- **Extrait fourni**
....
Les observateurs sont unanimes : cette intervention de Benkirane a été sans doute à l’origine de la marche arrière des députés islamistes, au grand dam de Saad Eddine Al-Othmani, un chef du gouvernement faible et soumis au Palais et à l’entourage royal. Sur fond de polémique, ce qui ressemble à une crise linguistique aux relents politiques et religieux prend forme, et elle n’est pas près de se résoudre. Soixante-trois ans après son indépendance, le Maroc ne sait pas encore dans quelle langue son enseignement public doit être dispensé.
Tout a commencé dans le milieu des années 1970, lorsque Hassan II (1929-1999), le père de l’actuel roi, donna son accord de principe au projet d’arabisation défendu par deux grands partis de l’époque : l’Istiqlal et l’Union socialiste des forces populaires (USFP). Ce « projet » ne reposait sur aucune vision, aucun programme. Il était surtout mis en avant pour répondre à des considérations politiques et idéologiques. Politiques d’abord, parce que la monarchie, fragilisée par deux tentatives de coups d’État (1971 et 1972) qui avaient failli mettre un terme à son existence avait besoin d’un large consensus autour d’elle. Considérations idéologiques, ensuite, car le contexte régional de l’époque baignait dans la « fièvre du panarabisme » qui sévissait dans le monde arabo-musulman après les indépendances.
....
- **Extrait source**
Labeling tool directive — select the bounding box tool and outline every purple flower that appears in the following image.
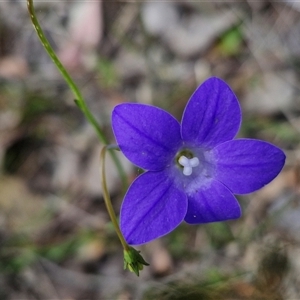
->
[112,77,285,245]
....
- **Votre objectif**
Dans l'extrait ci-dessus sur la question linguistique au Maroc, recopiez à l'identique le passage qui commence par « Les observateurs sont » et se poursuit jusqu'à « doit être dispensé. ».

- **Réponse ci-dessous**
Les observateurs sont unanimes : cette intervention de Benkirane a été sans doute à l’origine de la marche arrière des députés islamistes, au grand dam de Saad Eddine Al-Othmani, un chef du gouvernement faible et soumis au Palais et à l’entourage royal. Sur fond de polémique, ce qui ressemble à une crise linguistique aux relents politiques et religieux prend forme, et elle n’est pas près de se résoudre. Soixante-trois ans après son indépendance, le Maroc ne sait pas encore dans quelle langue son enseignement public doit être dispensé.